Goal of the exercise
Report every line in the entries below that contains the string "dish", copying each one in full. Case counts.

[Collected data]
>> start

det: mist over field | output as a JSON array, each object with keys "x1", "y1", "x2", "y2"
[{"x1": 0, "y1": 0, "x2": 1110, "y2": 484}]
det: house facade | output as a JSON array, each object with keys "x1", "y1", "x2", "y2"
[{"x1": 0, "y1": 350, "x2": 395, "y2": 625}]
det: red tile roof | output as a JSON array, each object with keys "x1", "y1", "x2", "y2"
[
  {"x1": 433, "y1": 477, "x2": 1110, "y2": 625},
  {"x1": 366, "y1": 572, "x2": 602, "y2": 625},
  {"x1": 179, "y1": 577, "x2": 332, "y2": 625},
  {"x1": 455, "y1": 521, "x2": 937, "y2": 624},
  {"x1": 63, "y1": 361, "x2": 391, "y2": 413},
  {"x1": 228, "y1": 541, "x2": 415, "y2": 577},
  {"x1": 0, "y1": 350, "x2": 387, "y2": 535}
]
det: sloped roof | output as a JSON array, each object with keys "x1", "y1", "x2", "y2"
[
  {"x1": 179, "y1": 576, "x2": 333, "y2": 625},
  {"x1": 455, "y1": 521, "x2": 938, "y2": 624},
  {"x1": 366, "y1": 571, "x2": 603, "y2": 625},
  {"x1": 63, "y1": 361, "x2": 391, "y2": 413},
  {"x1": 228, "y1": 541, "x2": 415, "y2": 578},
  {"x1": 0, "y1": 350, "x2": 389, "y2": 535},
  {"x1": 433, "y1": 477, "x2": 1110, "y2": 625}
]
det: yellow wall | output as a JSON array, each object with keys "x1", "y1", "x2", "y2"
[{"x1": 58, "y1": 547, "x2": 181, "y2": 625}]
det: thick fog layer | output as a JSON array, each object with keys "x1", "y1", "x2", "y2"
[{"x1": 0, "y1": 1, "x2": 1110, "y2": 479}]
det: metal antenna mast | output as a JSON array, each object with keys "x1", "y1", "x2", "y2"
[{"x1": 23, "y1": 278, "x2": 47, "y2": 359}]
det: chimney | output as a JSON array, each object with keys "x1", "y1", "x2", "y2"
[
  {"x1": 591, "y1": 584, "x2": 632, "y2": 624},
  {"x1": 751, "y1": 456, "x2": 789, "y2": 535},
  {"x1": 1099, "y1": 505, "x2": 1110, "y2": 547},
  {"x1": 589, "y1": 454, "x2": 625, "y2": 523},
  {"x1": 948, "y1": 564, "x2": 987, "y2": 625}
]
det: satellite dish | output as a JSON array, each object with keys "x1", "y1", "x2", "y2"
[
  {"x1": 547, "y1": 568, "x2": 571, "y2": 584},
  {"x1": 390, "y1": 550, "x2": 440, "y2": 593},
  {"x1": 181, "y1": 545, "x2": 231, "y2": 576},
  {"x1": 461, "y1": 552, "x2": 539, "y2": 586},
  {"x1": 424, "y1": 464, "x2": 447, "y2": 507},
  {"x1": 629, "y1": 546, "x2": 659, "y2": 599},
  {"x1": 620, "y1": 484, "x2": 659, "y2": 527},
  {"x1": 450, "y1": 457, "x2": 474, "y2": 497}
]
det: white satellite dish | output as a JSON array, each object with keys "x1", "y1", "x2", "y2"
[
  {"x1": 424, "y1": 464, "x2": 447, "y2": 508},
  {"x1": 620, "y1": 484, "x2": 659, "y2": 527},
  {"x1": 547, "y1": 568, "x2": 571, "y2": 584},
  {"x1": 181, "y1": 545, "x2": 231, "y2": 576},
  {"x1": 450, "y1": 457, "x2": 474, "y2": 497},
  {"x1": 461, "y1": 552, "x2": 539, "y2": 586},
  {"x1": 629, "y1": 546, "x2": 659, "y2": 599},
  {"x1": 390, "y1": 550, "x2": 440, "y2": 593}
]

>> end

Full answer
det: satellite dish | output as a JSON array, each object with keys "x1", "y1", "x2", "y2"
det: white satellite dish | output as a JSON array, each object with keys "x1", "y1", "x2", "y2"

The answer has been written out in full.